**Records for this exercise**
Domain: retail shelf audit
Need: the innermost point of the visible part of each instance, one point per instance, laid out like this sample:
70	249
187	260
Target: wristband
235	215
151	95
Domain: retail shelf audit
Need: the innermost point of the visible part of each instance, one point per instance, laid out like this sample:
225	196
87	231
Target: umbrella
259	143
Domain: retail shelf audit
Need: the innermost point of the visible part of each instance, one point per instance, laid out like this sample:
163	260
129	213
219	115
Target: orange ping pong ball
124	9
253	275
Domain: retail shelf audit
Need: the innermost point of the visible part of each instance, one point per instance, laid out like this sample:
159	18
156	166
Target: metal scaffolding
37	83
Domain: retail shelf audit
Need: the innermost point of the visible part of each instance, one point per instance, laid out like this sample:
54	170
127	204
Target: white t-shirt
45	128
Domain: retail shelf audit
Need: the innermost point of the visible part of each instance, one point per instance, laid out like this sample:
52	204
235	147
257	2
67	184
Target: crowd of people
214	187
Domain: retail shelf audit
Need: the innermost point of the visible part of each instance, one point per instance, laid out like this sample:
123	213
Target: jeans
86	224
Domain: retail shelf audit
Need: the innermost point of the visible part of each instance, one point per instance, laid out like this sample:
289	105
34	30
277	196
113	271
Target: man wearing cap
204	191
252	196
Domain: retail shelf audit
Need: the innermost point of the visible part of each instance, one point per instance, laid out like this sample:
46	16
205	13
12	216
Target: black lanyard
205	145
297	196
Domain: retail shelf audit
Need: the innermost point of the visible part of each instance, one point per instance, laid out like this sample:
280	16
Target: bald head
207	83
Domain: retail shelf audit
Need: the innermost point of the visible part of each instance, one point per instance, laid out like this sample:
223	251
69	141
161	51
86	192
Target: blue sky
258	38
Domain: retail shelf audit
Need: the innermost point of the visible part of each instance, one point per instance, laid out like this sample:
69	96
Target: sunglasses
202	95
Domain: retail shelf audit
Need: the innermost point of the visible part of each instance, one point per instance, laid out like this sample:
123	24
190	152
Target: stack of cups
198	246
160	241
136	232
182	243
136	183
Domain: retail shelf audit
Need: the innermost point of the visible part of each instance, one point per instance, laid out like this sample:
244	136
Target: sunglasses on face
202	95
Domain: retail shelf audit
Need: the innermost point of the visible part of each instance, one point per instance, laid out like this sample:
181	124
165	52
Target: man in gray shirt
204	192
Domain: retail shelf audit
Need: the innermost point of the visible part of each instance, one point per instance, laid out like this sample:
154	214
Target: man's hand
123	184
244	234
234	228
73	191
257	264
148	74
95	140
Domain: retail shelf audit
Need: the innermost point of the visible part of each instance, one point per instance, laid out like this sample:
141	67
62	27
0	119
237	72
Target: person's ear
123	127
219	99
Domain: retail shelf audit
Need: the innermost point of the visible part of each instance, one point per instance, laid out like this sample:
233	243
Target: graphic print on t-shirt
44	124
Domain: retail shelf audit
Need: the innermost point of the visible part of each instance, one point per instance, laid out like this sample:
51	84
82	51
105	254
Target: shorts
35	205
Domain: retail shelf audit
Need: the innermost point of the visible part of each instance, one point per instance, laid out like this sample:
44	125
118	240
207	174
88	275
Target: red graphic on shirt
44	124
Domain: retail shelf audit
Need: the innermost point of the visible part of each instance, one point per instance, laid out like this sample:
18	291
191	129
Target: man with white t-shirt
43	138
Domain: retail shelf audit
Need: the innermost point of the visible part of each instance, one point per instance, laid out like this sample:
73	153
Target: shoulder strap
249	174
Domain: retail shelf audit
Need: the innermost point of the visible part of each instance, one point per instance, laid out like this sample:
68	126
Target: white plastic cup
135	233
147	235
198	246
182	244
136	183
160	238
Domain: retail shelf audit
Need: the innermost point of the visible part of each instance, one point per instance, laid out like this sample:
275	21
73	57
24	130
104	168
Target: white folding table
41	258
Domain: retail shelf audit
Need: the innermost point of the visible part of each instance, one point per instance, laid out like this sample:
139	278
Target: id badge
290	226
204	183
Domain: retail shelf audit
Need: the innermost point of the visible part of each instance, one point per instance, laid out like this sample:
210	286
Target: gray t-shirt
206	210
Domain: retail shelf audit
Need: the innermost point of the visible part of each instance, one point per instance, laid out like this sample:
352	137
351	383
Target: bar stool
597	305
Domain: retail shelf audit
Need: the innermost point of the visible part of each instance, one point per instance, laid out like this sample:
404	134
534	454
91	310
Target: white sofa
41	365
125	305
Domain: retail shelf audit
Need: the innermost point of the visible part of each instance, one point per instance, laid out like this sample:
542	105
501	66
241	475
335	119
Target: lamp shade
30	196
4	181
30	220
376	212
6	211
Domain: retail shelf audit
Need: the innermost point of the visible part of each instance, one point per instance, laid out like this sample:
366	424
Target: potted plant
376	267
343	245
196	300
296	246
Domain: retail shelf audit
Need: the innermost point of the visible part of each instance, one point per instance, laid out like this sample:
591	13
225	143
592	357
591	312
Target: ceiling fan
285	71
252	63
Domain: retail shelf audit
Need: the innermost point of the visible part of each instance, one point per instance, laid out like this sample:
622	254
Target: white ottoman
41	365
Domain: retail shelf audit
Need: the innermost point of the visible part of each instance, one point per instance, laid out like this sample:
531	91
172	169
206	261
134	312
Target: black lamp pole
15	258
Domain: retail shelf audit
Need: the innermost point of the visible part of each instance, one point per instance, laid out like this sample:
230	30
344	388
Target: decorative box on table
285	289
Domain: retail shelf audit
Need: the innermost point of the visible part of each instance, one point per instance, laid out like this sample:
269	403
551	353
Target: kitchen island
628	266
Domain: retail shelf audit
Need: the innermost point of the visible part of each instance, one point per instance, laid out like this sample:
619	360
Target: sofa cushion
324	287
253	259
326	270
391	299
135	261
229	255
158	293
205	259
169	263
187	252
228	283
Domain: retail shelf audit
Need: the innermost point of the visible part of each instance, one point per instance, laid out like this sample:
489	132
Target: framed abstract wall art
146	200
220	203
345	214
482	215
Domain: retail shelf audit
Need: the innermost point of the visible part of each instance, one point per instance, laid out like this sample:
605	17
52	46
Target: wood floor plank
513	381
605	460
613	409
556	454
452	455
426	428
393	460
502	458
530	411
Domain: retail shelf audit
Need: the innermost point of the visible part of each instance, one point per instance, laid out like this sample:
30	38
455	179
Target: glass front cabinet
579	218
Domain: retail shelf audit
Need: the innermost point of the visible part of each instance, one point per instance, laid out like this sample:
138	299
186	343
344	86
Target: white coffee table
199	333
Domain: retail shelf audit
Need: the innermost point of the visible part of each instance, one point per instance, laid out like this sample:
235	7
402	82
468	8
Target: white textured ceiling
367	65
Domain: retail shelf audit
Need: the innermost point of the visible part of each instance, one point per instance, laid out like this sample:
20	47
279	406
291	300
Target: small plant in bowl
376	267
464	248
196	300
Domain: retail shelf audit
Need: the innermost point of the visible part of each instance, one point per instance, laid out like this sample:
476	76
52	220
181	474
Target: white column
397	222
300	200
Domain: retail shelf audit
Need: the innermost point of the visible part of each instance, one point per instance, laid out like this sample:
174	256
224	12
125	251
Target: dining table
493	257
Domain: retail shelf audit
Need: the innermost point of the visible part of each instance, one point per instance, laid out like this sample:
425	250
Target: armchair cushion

* * *

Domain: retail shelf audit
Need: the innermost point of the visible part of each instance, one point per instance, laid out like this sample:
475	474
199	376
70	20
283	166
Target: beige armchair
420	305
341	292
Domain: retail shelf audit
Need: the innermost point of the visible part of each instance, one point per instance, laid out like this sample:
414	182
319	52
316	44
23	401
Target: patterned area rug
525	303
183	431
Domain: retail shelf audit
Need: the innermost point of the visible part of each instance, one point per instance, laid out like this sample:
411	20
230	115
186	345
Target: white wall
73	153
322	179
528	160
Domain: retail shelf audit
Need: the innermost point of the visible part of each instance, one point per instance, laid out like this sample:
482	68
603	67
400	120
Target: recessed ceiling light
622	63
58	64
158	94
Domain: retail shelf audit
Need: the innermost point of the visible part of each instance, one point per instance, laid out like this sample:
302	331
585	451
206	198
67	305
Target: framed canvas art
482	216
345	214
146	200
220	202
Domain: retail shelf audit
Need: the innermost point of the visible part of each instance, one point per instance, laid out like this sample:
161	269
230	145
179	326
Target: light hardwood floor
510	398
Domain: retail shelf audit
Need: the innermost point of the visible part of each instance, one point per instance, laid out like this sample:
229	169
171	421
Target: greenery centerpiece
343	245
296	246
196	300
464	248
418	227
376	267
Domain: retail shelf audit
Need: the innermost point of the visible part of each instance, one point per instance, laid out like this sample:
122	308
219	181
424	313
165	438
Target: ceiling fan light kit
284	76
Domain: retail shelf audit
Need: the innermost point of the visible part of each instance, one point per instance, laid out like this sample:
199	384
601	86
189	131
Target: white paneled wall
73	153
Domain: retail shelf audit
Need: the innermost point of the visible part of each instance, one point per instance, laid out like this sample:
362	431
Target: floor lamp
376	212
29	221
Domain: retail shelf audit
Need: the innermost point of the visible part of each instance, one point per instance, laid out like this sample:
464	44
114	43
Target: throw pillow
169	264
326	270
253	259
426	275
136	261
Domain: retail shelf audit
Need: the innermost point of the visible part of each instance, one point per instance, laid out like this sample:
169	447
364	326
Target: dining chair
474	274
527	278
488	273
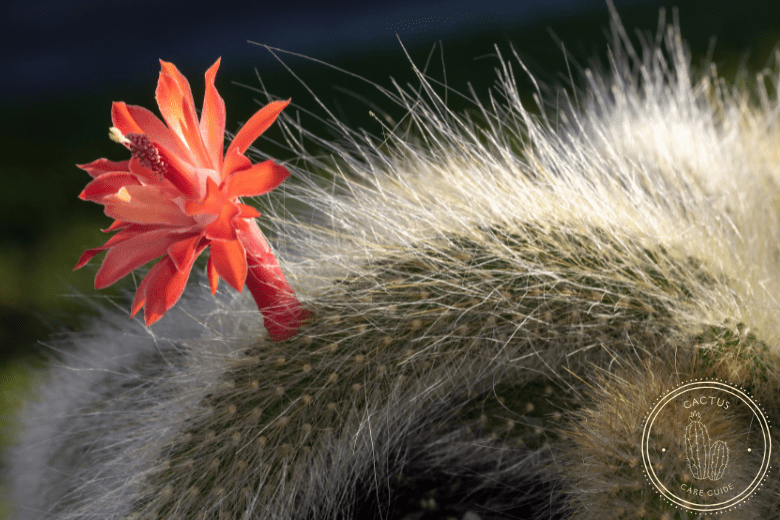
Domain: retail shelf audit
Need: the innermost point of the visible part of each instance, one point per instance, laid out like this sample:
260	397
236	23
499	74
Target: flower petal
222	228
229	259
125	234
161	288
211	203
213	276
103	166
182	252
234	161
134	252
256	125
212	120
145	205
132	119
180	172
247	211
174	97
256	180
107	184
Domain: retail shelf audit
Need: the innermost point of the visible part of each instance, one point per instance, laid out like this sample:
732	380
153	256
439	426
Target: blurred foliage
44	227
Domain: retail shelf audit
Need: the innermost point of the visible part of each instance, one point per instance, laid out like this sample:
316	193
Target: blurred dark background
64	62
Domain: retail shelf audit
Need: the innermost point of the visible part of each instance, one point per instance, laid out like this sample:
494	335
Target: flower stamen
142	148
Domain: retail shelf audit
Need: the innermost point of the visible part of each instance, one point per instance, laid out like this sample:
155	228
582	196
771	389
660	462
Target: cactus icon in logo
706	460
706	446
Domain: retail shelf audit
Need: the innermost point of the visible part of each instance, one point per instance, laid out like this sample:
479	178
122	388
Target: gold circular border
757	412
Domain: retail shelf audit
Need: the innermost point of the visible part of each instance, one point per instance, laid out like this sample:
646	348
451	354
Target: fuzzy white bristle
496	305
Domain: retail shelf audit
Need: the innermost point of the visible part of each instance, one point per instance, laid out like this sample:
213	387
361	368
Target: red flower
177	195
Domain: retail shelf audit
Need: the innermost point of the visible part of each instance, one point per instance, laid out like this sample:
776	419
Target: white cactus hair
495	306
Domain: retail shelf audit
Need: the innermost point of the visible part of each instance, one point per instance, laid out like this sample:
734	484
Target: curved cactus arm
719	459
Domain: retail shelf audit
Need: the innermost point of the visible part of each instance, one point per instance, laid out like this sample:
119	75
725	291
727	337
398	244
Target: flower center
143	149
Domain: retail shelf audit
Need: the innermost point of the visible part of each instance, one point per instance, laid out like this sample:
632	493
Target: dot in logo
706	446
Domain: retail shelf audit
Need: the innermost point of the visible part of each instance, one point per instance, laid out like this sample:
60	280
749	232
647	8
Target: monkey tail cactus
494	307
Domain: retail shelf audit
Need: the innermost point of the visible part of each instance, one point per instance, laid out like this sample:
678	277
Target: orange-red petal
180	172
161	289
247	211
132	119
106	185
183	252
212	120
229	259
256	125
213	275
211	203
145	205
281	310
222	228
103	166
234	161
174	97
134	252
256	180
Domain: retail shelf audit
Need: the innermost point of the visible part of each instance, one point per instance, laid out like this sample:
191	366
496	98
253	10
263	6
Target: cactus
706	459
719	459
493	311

--

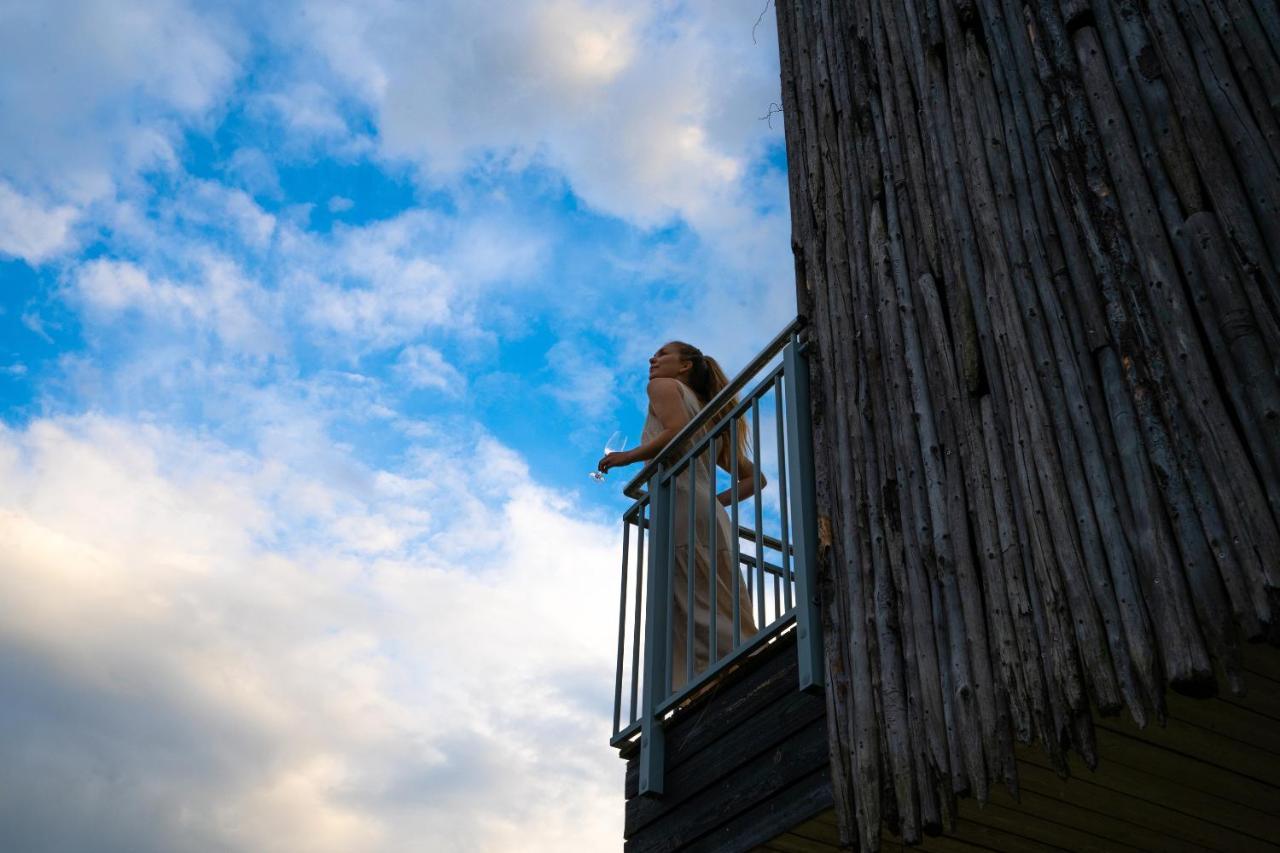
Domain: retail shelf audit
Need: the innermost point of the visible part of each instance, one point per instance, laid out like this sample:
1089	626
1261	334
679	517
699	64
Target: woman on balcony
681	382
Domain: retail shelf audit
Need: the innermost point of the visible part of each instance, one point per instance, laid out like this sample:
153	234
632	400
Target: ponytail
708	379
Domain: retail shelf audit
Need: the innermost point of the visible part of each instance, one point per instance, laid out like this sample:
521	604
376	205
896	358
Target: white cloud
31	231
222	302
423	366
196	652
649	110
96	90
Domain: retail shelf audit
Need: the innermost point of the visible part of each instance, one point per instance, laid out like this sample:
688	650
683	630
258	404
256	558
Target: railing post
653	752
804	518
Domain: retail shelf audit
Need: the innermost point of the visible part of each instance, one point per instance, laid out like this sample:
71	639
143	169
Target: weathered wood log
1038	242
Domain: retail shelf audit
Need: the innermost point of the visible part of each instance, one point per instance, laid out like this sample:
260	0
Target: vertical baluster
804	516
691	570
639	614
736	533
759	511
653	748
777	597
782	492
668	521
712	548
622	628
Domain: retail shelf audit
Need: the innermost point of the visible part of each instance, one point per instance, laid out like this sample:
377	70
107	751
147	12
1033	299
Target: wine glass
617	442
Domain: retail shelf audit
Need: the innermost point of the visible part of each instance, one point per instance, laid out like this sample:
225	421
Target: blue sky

**To be done**
Show every line above that contains the string "logo", treating uppercase and lowercase letters as different.

**Solution for this exercise**
Target: cactus icon in logo
Target: dot in logo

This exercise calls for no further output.